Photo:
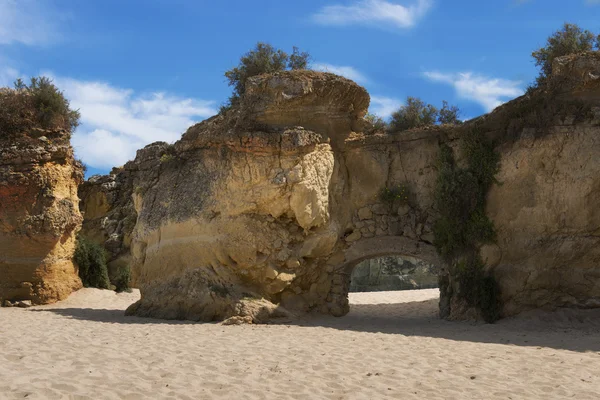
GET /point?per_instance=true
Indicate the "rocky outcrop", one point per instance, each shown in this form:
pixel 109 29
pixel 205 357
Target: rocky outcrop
pixel 261 205
pixel 39 216
pixel 272 204
pixel 544 207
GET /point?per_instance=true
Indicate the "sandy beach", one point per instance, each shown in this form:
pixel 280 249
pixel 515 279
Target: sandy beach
pixel 391 345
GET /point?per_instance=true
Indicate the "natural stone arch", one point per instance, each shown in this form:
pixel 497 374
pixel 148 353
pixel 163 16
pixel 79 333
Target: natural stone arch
pixel 386 246
pixel 372 248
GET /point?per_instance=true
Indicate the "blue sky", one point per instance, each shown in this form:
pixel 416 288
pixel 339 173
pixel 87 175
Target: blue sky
pixel 144 70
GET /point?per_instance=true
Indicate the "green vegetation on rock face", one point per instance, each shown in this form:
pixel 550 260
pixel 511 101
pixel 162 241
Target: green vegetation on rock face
pixel 263 59
pixel 395 196
pixel 37 105
pixel 91 260
pixel 122 283
pixel 570 39
pixel 463 227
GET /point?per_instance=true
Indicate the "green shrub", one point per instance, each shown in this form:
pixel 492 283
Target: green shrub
pixel 570 39
pixel 39 104
pixel 416 113
pixel 462 226
pixel 449 114
pixel 263 59
pixel 91 260
pixel 478 289
pixel 377 123
pixel 122 283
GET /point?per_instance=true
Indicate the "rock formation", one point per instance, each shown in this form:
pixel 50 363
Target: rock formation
pixel 39 216
pixel 107 204
pixel 273 203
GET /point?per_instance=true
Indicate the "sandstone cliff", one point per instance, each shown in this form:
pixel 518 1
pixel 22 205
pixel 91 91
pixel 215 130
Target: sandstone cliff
pixel 275 202
pixel 39 216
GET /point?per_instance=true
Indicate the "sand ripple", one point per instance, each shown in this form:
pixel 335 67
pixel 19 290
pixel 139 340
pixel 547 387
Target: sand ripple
pixel 391 345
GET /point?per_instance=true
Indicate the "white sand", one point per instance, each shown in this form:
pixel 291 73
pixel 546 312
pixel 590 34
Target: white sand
pixel 391 345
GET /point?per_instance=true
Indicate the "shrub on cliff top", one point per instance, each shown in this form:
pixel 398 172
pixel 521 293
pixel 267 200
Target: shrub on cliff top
pixel 416 113
pixel 39 104
pixel 569 40
pixel 91 259
pixel 263 59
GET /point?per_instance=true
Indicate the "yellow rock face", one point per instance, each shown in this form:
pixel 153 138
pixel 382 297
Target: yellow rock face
pixel 39 218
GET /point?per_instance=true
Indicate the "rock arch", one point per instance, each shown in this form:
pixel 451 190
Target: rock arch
pixel 276 199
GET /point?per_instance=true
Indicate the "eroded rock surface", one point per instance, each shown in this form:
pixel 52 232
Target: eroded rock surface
pixel 271 205
pixel 39 216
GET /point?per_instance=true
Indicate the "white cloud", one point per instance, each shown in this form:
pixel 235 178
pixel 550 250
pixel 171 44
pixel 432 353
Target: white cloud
pixel 489 92
pixel 29 22
pixel 8 76
pixel 384 106
pixel 345 71
pixel 116 122
pixel 374 12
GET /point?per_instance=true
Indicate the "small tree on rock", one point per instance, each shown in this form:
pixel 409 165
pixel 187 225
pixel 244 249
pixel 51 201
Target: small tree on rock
pixel 414 114
pixel 448 114
pixel 263 59
pixel 569 40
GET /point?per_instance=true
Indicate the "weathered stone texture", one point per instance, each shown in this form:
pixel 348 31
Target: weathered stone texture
pixel 275 202
pixel 39 216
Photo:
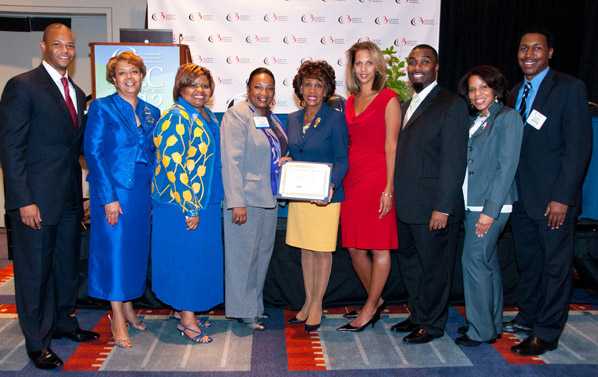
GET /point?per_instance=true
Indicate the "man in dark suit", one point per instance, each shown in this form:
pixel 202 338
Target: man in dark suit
pixel 40 144
pixel 431 159
pixel 556 149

##########

Restate the data above word for word, so that the only difference is the missing pictures.

» Result of the exercise
Photo:
GET /point?per_instance=true
Indicate the "rocky outcrop", one point per instance, each shown in this form:
pixel 109 29
pixel 205 357
Target: rocky outcrop
pixel 261 205
pixel 39 216
pixel 272 204
pixel 544 207
GET /point?per_instance=true
Indicate the "sandy beach", one point per instance, each shown in this form:
pixel 280 249
pixel 515 279
Target: sandy beach
pixel 391 345
GET /point?per_instance=true
Indicate the "natural stone arch", one point per instance, each shown in this form:
pixel 497 374
pixel 148 353
pixel 163 16
pixel 79 333
Target: natural stone arch
pixel 386 246
pixel 372 248
GET /point?per_instance=true
Indicate the "blue sky", one point per instance, each shown in this form:
pixel 416 288
pixel 339 173
pixel 87 175
Target: blue sky
pixel 144 70
GET /point?per_instance=true
Indicate the "green vegetation on rock face", one point per instance, each shown in this form:
pixel 550 260
pixel 511 101
pixel 162 241
Target: green vegetation on rock face
pixel 263 59
pixel 395 196
pixel 37 105
pixel 91 260
pixel 122 283
pixel 570 39
pixel 463 227
GET /point?per_instance=true
Indicate the "green shrub", one point per instance, each shown in this form:
pixel 492 283
Target: green shrub
pixel 570 39
pixel 39 104
pixel 416 113
pixel 462 226
pixel 449 114
pixel 263 59
pixel 91 260
pixel 478 289
pixel 377 123
pixel 122 283
GET /point?per_instance=true
Indicate the "rock formation", one point per instance, each shown in this form:
pixel 50 363
Target: rock formation
pixel 39 216
pixel 107 204
pixel 273 203
GET /point?per_instance=true
Indicate the "sandstone cliff", one point per instance, each shown in this form:
pixel 518 1
pixel 22 205
pixel 91 91
pixel 215 130
Target: sandstone cliff
pixel 275 202
pixel 39 216
GET /point?per_instance=true
Indicate the "sand ripple", one point per instance, each shown in this form:
pixel 335 67
pixel 19 290
pixel 139 340
pixel 547 387
Target: sand ripple
pixel 391 345
GET /point?per_instance=true
Indicate the "white sand", one point per instance, each shown in this form:
pixel 291 73
pixel 546 312
pixel 590 34
Target: white sand
pixel 391 345
GET /point?per_instance=true
Indicate the "shrub on cliff top", one point per instance, each shown in this form:
pixel 398 172
pixel 521 293
pixel 267 200
Target: shrub on cliff top
pixel 416 113
pixel 39 104
pixel 569 40
pixel 91 259
pixel 263 59
GET /point?per_instance=true
Indicate the "yellow rock face", one point per instance, each shown in this form:
pixel 153 138
pixel 382 297
Target: yellow rock face
pixel 39 218
GET /point?per_instance=true
Indicate the "rock arch", one point per instance, each shown in this form:
pixel 451 190
Target: rock arch
pixel 276 199
GET /point?per_instance=true
Indicate the "eroded rock surface", one point per instance, each shown in this form:
pixel 52 232
Target: eroded rock surface
pixel 271 205
pixel 39 216
GET /point?per_instance=true
Indicate the "white cloud", one point per instance, each shown in this form:
pixel 235 178
pixel 550 250
pixel 171 44
pixel 432 353
Target: white cloud
pixel 489 92
pixel 29 22
pixel 8 76
pixel 384 106
pixel 345 71
pixel 116 122
pixel 374 12
GET /point?per_instance=true
Indicate the "small tree on rock", one point per instance, each shown in this form:
pixel 409 165
pixel 187 225
pixel 244 249
pixel 51 201
Target: small tree on rock
pixel 414 114
pixel 448 114
pixel 263 59
pixel 569 40
GET /point?per_instance=true
Indicate the "weathered stone texture", one point per instance, each shown in this form:
pixel 348 31
Target: weathered stone texture
pixel 275 202
pixel 39 216
Photo:
GET /point?per_instance=true
Indicate the "man in dark suit", one point per instance, each shown in this form:
pixel 202 338
Target: man in dark suit
pixel 40 144
pixel 431 159
pixel 556 149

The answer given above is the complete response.